• Aim of the task:
Copy all lines in the data that contain the string "coordinates".

• Data:
○ ○ ○ ○ ○

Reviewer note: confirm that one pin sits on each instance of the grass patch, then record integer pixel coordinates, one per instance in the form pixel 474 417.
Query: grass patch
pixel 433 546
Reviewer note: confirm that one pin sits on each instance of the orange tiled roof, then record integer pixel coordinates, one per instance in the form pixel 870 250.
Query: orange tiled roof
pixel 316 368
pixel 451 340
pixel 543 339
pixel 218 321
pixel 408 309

○ ○ ○ ○ ○

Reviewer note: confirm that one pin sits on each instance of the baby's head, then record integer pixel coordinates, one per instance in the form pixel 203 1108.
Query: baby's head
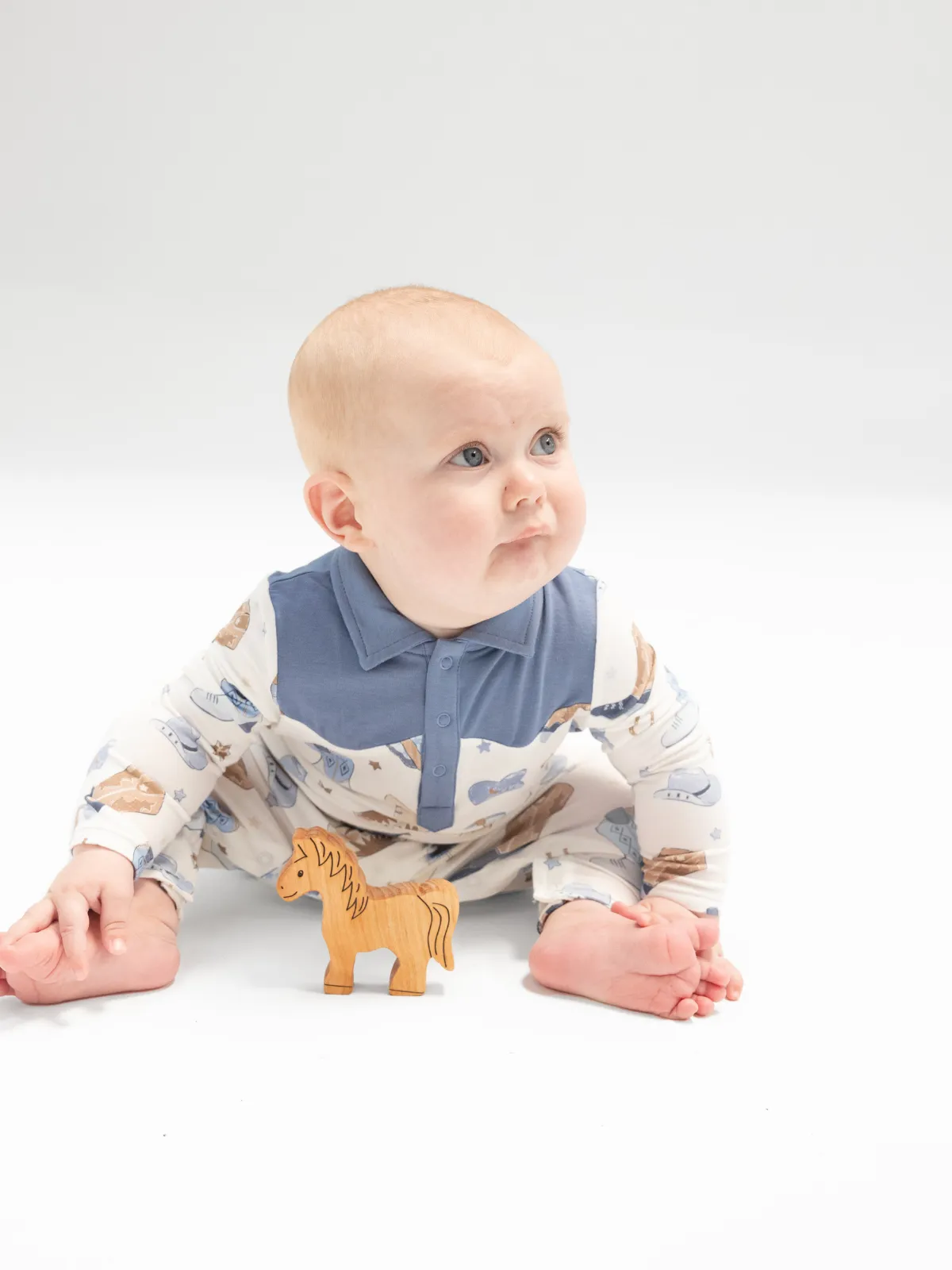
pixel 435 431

○ ○ ○ ○ ○

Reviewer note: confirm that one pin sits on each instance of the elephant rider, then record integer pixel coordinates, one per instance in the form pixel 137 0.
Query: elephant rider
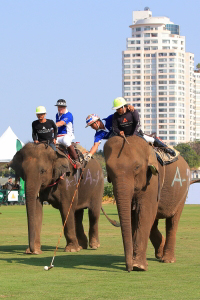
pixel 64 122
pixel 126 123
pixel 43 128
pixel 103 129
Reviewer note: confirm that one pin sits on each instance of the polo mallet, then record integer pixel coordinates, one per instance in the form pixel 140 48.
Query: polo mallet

○ ○ ○ ○ ○

• Exercise output:
Reviewer note: confirm that one pin sits on each instance of the grass patch, then record integer pixel coordinates, one per instance in the form pixel 474 417.
Reviewer note: confirm that one pin sits on each instance of the orange tiled roof, then record integer pixel coordinates, one per instance in the form pixel 870 250.
Reviewer note: confirm that one pin sits on each instance of the baby's head, then record integer pixel coordinates, one per instance in the form pixel 203 1108.
Reviewer note: confirm that one pin sits on each instance of the elephant rider, then record integer pixel coordinates, one per instance in the form pixel 137 0.
Reviewer note: confirm that one pin sits on each instance of the polo mallet, then record integer pixel coordinates, one per instance in the form pixel 140 48.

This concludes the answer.